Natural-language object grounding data

────────────────

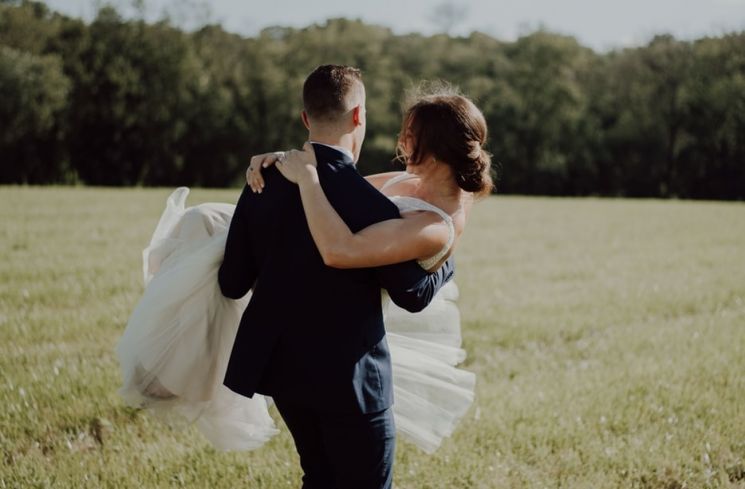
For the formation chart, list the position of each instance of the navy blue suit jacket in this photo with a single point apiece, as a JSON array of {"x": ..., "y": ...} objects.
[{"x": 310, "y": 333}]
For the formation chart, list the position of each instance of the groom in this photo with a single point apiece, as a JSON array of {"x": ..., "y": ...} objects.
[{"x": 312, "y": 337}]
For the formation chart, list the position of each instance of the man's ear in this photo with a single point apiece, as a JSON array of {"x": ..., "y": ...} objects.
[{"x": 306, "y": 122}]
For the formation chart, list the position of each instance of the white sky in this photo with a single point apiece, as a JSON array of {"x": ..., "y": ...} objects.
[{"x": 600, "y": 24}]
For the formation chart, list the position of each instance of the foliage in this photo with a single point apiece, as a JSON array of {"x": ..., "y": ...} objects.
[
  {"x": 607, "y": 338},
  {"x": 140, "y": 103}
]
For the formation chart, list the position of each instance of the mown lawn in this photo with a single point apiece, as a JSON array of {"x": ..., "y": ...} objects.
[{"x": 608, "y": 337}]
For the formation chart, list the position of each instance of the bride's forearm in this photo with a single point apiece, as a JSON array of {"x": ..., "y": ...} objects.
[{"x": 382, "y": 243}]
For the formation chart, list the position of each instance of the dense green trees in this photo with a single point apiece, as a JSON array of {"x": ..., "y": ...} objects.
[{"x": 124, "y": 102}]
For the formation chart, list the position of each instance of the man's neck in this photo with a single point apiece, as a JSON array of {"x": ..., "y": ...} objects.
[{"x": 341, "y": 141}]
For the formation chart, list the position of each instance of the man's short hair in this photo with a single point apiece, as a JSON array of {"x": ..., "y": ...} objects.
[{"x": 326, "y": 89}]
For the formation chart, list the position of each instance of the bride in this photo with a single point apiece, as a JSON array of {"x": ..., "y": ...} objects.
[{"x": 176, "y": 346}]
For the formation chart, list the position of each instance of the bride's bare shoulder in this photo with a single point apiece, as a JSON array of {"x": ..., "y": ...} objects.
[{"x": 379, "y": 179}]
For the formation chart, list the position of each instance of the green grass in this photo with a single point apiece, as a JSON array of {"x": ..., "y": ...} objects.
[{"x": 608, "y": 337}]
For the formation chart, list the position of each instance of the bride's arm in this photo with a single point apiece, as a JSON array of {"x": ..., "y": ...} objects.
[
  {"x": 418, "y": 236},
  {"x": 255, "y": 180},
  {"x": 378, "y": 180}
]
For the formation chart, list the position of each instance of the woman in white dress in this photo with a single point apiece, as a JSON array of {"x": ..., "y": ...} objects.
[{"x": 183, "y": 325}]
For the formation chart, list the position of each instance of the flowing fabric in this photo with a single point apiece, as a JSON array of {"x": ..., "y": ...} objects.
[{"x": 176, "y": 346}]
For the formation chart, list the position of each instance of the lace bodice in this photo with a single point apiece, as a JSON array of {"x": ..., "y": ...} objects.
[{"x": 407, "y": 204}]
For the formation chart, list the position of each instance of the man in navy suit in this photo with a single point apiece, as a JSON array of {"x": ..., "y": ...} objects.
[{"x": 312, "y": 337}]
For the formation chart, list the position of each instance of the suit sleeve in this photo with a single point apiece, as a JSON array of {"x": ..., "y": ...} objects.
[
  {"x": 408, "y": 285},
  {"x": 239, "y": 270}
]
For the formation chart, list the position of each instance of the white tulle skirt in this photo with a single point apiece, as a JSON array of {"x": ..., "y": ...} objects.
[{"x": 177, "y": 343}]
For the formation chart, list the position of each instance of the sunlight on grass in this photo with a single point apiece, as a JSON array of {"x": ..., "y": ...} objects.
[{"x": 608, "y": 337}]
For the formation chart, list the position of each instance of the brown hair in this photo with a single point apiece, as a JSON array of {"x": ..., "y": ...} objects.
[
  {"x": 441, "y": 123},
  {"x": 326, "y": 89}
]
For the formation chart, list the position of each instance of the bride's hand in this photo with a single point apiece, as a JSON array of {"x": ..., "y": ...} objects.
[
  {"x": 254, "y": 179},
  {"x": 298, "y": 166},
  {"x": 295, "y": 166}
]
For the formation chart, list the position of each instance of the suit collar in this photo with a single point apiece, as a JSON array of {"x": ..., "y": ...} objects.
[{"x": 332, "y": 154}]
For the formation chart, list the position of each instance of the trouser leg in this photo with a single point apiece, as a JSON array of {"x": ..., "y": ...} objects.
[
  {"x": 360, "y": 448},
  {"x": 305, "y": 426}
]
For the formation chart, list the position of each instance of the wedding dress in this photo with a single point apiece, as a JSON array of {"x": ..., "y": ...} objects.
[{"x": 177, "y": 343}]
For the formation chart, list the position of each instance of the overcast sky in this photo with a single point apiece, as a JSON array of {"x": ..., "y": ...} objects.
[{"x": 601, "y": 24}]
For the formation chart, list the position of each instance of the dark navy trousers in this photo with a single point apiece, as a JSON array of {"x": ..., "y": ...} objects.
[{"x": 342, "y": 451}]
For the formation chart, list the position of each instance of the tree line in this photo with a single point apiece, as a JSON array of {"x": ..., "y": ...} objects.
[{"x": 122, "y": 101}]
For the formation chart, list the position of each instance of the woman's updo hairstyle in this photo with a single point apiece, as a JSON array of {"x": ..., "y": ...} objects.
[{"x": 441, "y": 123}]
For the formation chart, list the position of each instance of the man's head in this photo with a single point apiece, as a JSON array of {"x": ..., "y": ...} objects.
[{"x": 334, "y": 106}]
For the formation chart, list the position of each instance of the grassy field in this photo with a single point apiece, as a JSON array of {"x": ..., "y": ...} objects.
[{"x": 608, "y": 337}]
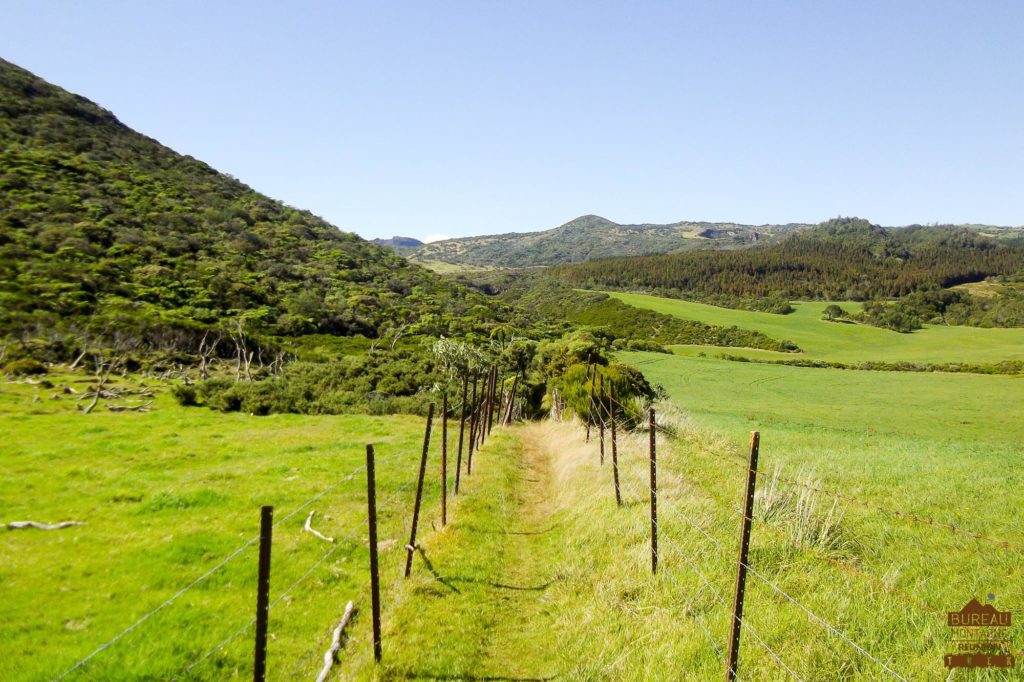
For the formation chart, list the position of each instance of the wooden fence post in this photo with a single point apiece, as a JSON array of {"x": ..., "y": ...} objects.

────────────────

## Aim of the task:
From the first line above to the last, reproduce the records exactly but without the pictures.

## Written answer:
For the formation chart, list the position of each instance of the navy blue suit jacket in this photo with a single point apiece, as a JSON array of {"x": ..., "y": ...} objects.
[{"x": 310, "y": 333}]
For the formation chart, list the position of each instance of the groom in this photo with a single point apiece, as a JSON array of {"x": ..., "y": ...} objects.
[{"x": 312, "y": 337}]
For the formation chart, list the position of each instance of the man's ear in this photo with a single point apiece, as a JSON array of {"x": ..., "y": ...} objects.
[{"x": 306, "y": 122}]
For the formation chart, list the position of each instance of the white sky in this photo with a single point apiece, as a JSON array of {"x": ..., "y": ...} objects.
[{"x": 600, "y": 24}]
For the formation chart, list the position of each instance of the foliage in this photo with a single point apiece, as a JSON array of {"x": ..., "y": ...} objects.
[
  {"x": 607, "y": 338},
  {"x": 140, "y": 103}
]
For the formation chart, list the position of each instance of the mown lawn in this photo with a single point apiece, as a JSON array of {"x": ..., "y": ...} objects.
[{"x": 608, "y": 337}]
For the formation chart, list the position of each instance of the bride's forearm in this photo with a single point apiece, as a JSON array of {"x": ..., "y": ...} objects.
[{"x": 382, "y": 243}]
For the formation chart, list the position of each instance of the dense green trees in this photo with a single point apiece, as a JSON array of {"x": ..., "y": ...} objects.
[{"x": 124, "y": 102}]
For the formation chart, list the position of each instance of the man's neck in this photo with a single point apiece, as a JSON array of {"x": ..., "y": ...} objects.
[{"x": 341, "y": 141}]
For the formation chart, list the position of each instance of the man's short hair in this photo with a single point apiece, as a JSON array of {"x": ..., "y": ...} objects.
[{"x": 326, "y": 89}]
For the formation chart, list the position of each instance of the bride in this photo with a single point apiece, as a JSON array of {"x": ..., "y": ...} objects.
[{"x": 176, "y": 346}]
For the formation chart, list the position of each instance of the bride's bare shoulder in this photo with a single point apiece, as a JSON array of {"x": ..., "y": ...} objects.
[{"x": 379, "y": 179}]
For the formation chart, list the position of each instance of the green grass in this photo with a single point apiece, as a JSON array of {"x": ..., "y": ...} objects.
[{"x": 608, "y": 337}]
For the formation chart, list the position of each instance of the bride's arm in this photo with a single point apiece, as a JSON array of {"x": ..., "y": ...} objects.
[
  {"x": 418, "y": 236},
  {"x": 255, "y": 180},
  {"x": 378, "y": 180}
]
For the formation chart, list the position of each instance of the woman in white dress in this photo with a single point apiece, as a JSON array of {"x": ..., "y": ...} objects.
[{"x": 183, "y": 325}]
For the formation chart, list the position of each instance of the flowing fabric in this photo with a single point apiece, as a JSON array of {"x": ..., "y": ...} objects.
[{"x": 176, "y": 346}]
For the formation chart, list the position of each instance of the lace bodice in this photo with a single point apiece, as a JSON array of {"x": ..., "y": ...} objects.
[{"x": 407, "y": 204}]
For the formation chart, list the position of each instance of the man in navy suit in this photo with a single point apiece, as a JSON array of {"x": ..., "y": ...} objects.
[{"x": 312, "y": 337}]
For the formation chart, list the position of each instance of the suit sleeve in this photo with a single point apiece, as a JSON array of {"x": ..., "y": ...} objects.
[
  {"x": 408, "y": 285},
  {"x": 239, "y": 270}
]
For the formation chart, list the position of each instance of the white tulle skirt in this photo with a single point apiece, as a JSON array of {"x": ..., "y": ...} objects.
[{"x": 177, "y": 343}]
For the formation chart, list the position of each instance of the sunlight on grass in this photo with a single point apiece, as a JSON array of {"x": ..., "y": ...} objects.
[{"x": 608, "y": 337}]
For the formation chart, list the position of each instance of the brown hair in this photo with a single point apiece, as a JSON array of {"x": ..., "y": ...} objects.
[
  {"x": 441, "y": 123},
  {"x": 326, "y": 89}
]
For the formation chart, list the position of each instance of the bride's hand in this photo with a single point apiece, as a JSON array of {"x": ..., "y": ...} objects.
[
  {"x": 254, "y": 179},
  {"x": 298, "y": 166},
  {"x": 295, "y": 166}
]
For the formation chart, list the position of each instance of the suit collar in this photo with a single point apiece, as a JSON array of {"x": ..., "y": ...} objects.
[{"x": 332, "y": 154}]
For the formation chart, list the position of each instance of the trouser leg in this photo with a single point apiece, as a JSON array of {"x": ..., "y": ...} objects.
[
  {"x": 360, "y": 448},
  {"x": 305, "y": 426}
]
For the formation chart, list the position of each instance of the wedding dress in this photo with a single point apiece, as a JSON array of {"x": ..., "y": ...} objects.
[{"x": 177, "y": 343}]
For the formation chart, list the position of each instance of the overcast sky in this photo with a single point apiece, as a JSON array of {"x": ..., "y": ...} objects.
[{"x": 601, "y": 24}]
For the formation chart, list the position of each instance of the dark navy trousers in this photo with a single point apiece, as a JSON array of {"x": ..., "y": ...} objects.
[{"x": 342, "y": 451}]
For the formation chart, list the position of each instance of the tree line in this photo with a single point apiece, as a JSON array of {"x": ..., "y": ...} objects.
[{"x": 122, "y": 101}]
For the formation chart, list the position of each instance of the woman's updo hairstyle in this photo with a single point apiece, as a JSON array of {"x": ..., "y": ...} objects.
[{"x": 441, "y": 123}]
For the formation chart, list the position of each instance of the man's head in this photo with a single point apiece, as a JSON array of {"x": ..., "y": ...} objects.
[{"x": 334, "y": 106}]
For the formation chart, list the position of each instance of the grassy field in this photo with a single point apiece, as a JSON array of {"x": ..., "y": ...} objects.
[{"x": 608, "y": 337}]
For the formation chart, list the position of each instance of the wooden fence post in this photo with a single point apiece, as a JSON array of {"x": ..., "y": ...} objects.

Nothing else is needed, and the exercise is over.